◆ **Teks Sumber**
Archive for the ‘Semester 7’ Category

Kasus

Metrotvnews.com, Jakarta: Jumlah penduduk miskin di Indonesia per September 2013 mencapai 28,55 juta jiwa atau 11,47% dari populasi. Jumlah tersebut bertambah sejak Maret 2013 yang berjumlah 28,07 juta jiwa.

Kepala Badan Pusat Statistik (BPS) Suryamin mengatakan salah satu penyebab meningkatnya jumlah penduduk miskin selama Maret-September 2013 ialah karena baiknya harga sembako, termasuk kenaikan harga bahan bakar minyak (BBM) pada Juni 2013.

“Penaikan harga beras, beberapa bahan pokok eceran seperti daging ayam ras, telur ayam ras, dan cabai merah, serta meningkatnya tingkat pengangguran terbuka juga jadi faktor penyebab meningkatnya jumlah penduduk miskin,” kata Suryamin di Jakarta, Kamis (2/1).

Kebanyakan jumlah penduduk miskin per September 2013 masih terkonsentrasi di Maluku dan Papua yang mencapai 24,24%. Sementara Jawa menyumbang 10,98%, Sumatra 11,53%, Bali dan Nusa Tenggara 14,49%, Sulawesi 17,75%, dan Kalimantan 6,66%.

Dilihat dari daerahnya, penduduk miskin masih banyak di perdesaan. Per September 2013 terdapat 17,92 juta jiwa penduduk miskin di perdesaan. Sementara di perkotaan 10,63 juta jiwa.

Sumber: http://microsite.metrotvnews.com/metronews/read/2014/01/02/3/204929/Penduduk-Miskin-Indonesia-Bertambah

 

Analisa kasus

Menurut saya, kemiskinan di daerah pedesaan yang terjadi dikarenakan ketidakmerataan pendidikan, pembangunan pada daerah pedesaan. Adapun pada daerah perkotaan yang terdapat warga miskin yakni merupakan masyarakat yang melakukan urbanisasi dari desa ke kota. Mereka ingin mengadu nasib mencari pekerjaan di kota. Dengan persepsi dari masyarakat desa bahwa mencari pekerjaan di perkotaan itu menarik, hal ini membuat terus bertambahnya populasi kemiskinan di daerah kota.

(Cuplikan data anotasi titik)
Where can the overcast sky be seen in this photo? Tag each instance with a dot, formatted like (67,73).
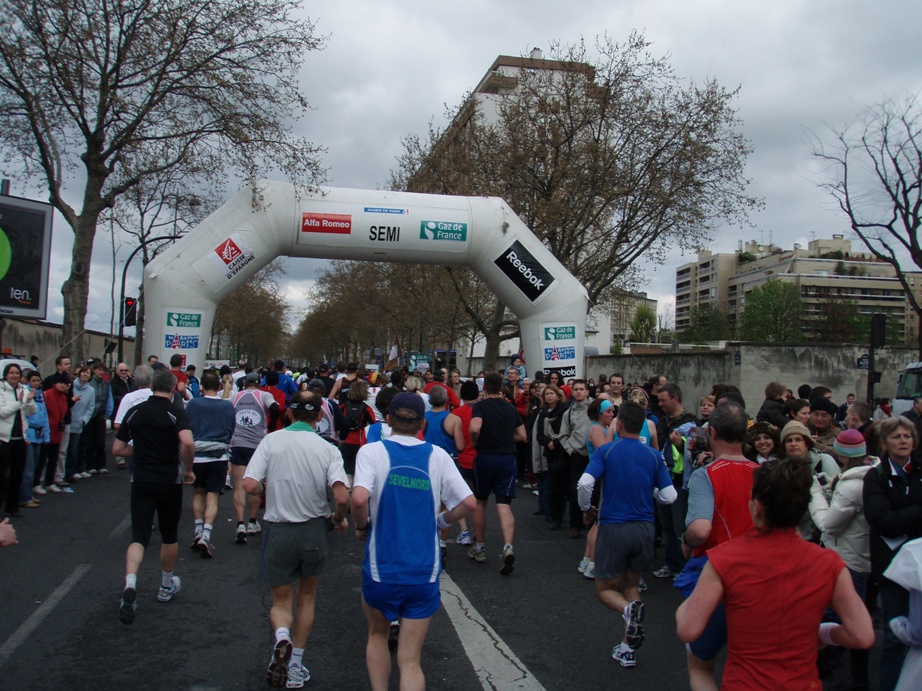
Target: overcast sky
(389,67)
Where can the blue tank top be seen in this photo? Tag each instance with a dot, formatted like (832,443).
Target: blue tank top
(435,433)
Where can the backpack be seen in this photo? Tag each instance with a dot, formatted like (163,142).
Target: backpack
(355,415)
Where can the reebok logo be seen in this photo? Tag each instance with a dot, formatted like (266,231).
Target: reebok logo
(524,270)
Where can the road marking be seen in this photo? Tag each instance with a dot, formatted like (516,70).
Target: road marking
(38,616)
(121,527)
(495,664)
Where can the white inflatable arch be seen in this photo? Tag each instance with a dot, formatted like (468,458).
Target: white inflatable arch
(184,285)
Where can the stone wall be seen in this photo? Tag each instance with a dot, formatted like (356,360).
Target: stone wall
(751,366)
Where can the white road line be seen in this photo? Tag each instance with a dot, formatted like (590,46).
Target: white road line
(495,664)
(38,616)
(121,527)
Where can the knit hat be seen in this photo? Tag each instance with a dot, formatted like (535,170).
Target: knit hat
(766,428)
(794,427)
(850,444)
(823,404)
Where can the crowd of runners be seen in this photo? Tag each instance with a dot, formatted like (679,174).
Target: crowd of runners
(779,528)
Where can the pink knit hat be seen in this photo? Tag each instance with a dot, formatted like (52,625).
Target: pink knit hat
(850,444)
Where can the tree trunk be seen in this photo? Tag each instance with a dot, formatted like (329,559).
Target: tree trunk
(76,289)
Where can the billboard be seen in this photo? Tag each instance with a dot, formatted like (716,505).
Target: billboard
(25,255)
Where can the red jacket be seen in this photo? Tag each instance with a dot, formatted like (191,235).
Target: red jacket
(56,404)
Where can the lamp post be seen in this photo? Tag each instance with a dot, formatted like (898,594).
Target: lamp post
(121,309)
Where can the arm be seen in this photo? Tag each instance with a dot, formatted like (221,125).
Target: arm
(474,431)
(341,497)
(120,448)
(360,496)
(856,630)
(693,614)
(457,432)
(187,454)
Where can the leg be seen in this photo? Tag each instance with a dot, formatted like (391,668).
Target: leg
(480,521)
(280,616)
(701,674)
(506,521)
(198,503)
(240,497)
(412,635)
(377,655)
(304,614)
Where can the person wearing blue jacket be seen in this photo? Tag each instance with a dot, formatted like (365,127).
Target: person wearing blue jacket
(80,415)
(37,435)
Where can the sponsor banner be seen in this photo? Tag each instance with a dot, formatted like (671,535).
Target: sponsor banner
(184,320)
(524,271)
(558,347)
(385,210)
(180,341)
(443,230)
(560,353)
(336,224)
(234,254)
(25,252)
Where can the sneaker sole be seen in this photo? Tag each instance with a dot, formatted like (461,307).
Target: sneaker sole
(126,610)
(634,636)
(277,674)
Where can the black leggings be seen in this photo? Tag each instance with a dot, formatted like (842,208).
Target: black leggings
(166,501)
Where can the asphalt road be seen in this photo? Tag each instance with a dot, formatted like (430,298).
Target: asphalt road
(60,588)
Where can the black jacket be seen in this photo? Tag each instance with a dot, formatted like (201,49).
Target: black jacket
(893,509)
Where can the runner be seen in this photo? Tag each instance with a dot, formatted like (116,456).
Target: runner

◆ **Uraian Tugas 1**
Menurut teks tentang penduduk miskin, berapa jumlah penduduk miskin di perdesaan per September 2013?
◆ **Uraian Tugas 2**
Tampilkan tanpa perubahan seluruh bagian teks tentang penduduk miskin, dari "Archive for the" hingga "Jakarta, Kamis (2/1).".
Jawablah hanya berdasarkan teks tersebut.

◆ **Hasil yang Diharapkan 1**
17,92 juta jiwa.

◆ **Hasil yang Diharapkan 2**
Archive for the ‘Semester 7’ Category

Kasus

Metrotvnews.com, Jakarta: Jumlah penduduk miskin di Indonesia per September 2013 mencapai 28,55 juta jiwa atau 11,47% dari populasi. Jumlah tersebut bertambah sejak Maret 2013 yang berjumlah 28,07 juta jiwa.

Kepala Badan Pusat Statistik (BPS) Suryamin mengatakan salah satu penyebab meningkatnya jumlah penduduk miskin selama Maret-September 2013 ialah karena baiknya harga sembako, termasuk kenaikan harga bahan bakar minyak (BBM) pada Juni 2013.

“Penaikan harga beras, beberapa bahan pokok eceran seperti daging ayam ras, telur ayam ras, dan cabai merah, serta meningkatnya tingkat pengangguran terbuka juga jadi faktor penyebab meningkatnya jumlah penduduk miskin,” kata Suryamin di Jakarta, Kamis (2/1).